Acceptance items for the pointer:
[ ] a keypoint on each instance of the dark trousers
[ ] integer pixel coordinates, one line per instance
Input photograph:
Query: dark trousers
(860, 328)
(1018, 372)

:::::

* _WRITTEN REQUEST_
Write out all of these rows again, requests included, with every coordinate in the answers multiplied by 2.4 and rounded to a whole number, with halves rounding up.

* _COMPLETED EXERCISE_
Acceptance items for the pointer:
[ ] a keypoint on each instance of the dark trousers
[ ] integer pixel coordinates, one line per instance
Input photograph:
Query: dark trousers
(2064, 787)
(2443, 893)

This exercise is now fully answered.